Task directions -
Leave the pictures out and reproduce, exactly, the lines from the one with "Query: stone chariot" through the end of the entries below.
+===+
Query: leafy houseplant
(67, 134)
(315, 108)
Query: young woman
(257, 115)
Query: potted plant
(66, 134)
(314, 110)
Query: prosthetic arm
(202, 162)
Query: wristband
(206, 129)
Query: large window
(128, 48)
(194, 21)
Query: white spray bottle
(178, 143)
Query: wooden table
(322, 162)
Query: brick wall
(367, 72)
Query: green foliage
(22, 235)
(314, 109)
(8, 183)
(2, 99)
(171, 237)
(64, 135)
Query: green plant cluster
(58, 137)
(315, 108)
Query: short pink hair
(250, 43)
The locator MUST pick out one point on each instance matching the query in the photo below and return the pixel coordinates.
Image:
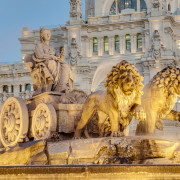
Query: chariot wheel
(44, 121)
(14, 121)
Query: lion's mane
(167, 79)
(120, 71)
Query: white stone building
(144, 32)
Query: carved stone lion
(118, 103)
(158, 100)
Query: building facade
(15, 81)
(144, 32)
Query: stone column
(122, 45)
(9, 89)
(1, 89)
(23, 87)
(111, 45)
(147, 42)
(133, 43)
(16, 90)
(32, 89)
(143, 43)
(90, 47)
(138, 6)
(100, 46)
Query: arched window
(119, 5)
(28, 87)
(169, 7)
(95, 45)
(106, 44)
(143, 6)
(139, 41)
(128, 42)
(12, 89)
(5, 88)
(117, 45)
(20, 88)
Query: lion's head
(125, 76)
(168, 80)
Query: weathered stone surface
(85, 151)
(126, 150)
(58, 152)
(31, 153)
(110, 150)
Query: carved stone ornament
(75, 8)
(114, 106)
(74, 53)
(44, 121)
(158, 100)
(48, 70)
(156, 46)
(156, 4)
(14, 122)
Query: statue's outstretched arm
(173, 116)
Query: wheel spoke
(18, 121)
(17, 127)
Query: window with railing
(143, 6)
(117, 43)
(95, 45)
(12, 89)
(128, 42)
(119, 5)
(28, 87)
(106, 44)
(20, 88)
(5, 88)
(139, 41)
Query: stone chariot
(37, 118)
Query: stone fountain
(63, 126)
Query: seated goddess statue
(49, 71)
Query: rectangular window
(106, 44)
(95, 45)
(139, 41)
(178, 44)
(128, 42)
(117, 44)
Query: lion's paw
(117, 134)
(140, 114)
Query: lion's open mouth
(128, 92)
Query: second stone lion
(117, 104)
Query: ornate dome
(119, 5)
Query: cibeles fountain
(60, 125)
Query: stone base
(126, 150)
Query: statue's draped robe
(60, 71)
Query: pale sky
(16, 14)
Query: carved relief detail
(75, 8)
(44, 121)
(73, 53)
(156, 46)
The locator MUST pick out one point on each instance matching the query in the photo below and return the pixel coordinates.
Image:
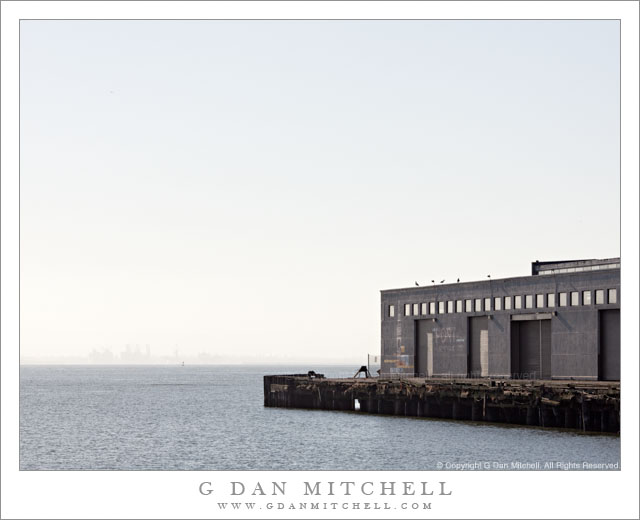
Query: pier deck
+===+
Correct result -
Query: stone chariot
(37, 118)
Query: stone fountain
(63, 126)
Query: seated goddess statue
(49, 71)
Query: rectangular window
(106, 44)
(95, 45)
(139, 41)
(178, 44)
(128, 42)
(117, 44)
Query: lion's paw
(117, 134)
(140, 114)
Query: lion's open mouth
(128, 92)
Query: second stone lion
(117, 104)
Query: ornate dome
(119, 5)
Query: cibeles fountain
(60, 125)
Query: stone base
(126, 150)
Query: statue's draped robe
(60, 71)
Query: pale sky
(16, 14)
Query: carved relief detail
(75, 8)
(44, 121)
(73, 53)
(156, 46)
The locator MUST pick out one point on each instance matching the query in the photo below and return the pixel coordinates.
Image:
Query: pier deck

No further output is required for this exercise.